# Source passage
-- start --
I was guessing that maybe for the fabs themselves, mostly there was some one
company that delivered fabs. Or, why reinvent the wheel several times?

Sure, for the chip design, say, by Qualcomm, Samsung, Intel, IBM, that's a lot
of design software, know how, etc. And, sure, QC has to be one heck of an
Excedrin headache but with likely some long standing basic ideas for
_testability_.

------
nicholas73
The press articles about this generally are misleading in that they use
Silicon-Germanium as the catch phrase that's represents the breakthrough.
Whereas in fact SiGe processes have been available for at least a decade. I
know this because I developed chips for an IBM SiGe process a decade ago, and
in college I did a research paper on semiconductor "superlattices" using an
old textbook from our school library. It's not a new technology by any means.
-- end --
# Data records
-- start --
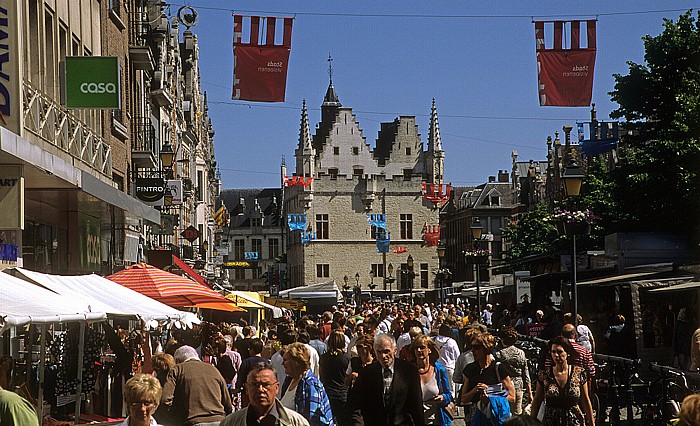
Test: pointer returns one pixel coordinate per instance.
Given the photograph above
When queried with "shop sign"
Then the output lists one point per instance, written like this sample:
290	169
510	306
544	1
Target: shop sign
11	196
237	264
10	96
89	242
190	234
93	82
8	254
150	190
175	186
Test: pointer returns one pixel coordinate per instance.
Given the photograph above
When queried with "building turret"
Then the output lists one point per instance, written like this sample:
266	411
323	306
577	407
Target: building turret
436	156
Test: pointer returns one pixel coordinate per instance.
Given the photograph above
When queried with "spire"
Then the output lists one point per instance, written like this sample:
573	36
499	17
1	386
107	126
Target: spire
304	132
331	98
434	141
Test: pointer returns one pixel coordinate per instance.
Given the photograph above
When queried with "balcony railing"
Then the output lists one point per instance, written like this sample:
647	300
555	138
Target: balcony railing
55	124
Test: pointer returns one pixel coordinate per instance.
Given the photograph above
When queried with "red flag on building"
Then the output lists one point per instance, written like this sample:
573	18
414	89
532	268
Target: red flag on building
260	70
565	75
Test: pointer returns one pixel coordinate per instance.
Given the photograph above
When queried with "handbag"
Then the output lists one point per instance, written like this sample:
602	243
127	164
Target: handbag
450	410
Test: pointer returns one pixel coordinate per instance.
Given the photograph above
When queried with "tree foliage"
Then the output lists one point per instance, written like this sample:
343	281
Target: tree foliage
656	182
-- end --
# Stated problem A
According to the forum thread on chip fabrication, why are press articles about this misleading? Answer in one to three sentences.
# Stated problem B
Continue the forum thread on chip fabrication from its last sentence.

# Task response A
They present silicon-germanium as the breakthrough, but SiGe processes have been available for at least a decade, so it is not a new technology. The commenter nicholas73 knows this from developing chips for an IBM SiGe process a decade ago and from a college research paper on semiconductor "superlattices" based on an old textbook.

# Task response B
IBM's 7nm is a great accomplishment for sure, but we really don't know
anything about how it was made from the articles. Essentially SiGe is a bit
more conductive and can switch faster than normal Si chips, thanks to quantum
tunneling.

------
icanhackit
Time to start working on the 7km chip. Fibre everywhere, content delivery
servers everywhere, game servers out the wazoo so my crappy media streaming
gadget or VR headset can remotely pull in the latest movies and games in 4K
with minimal lag. You could outfit a few of the world's major cities for the
cost of a new fab.

Unfortunately this won't sell new consumer hardware on an regular basis.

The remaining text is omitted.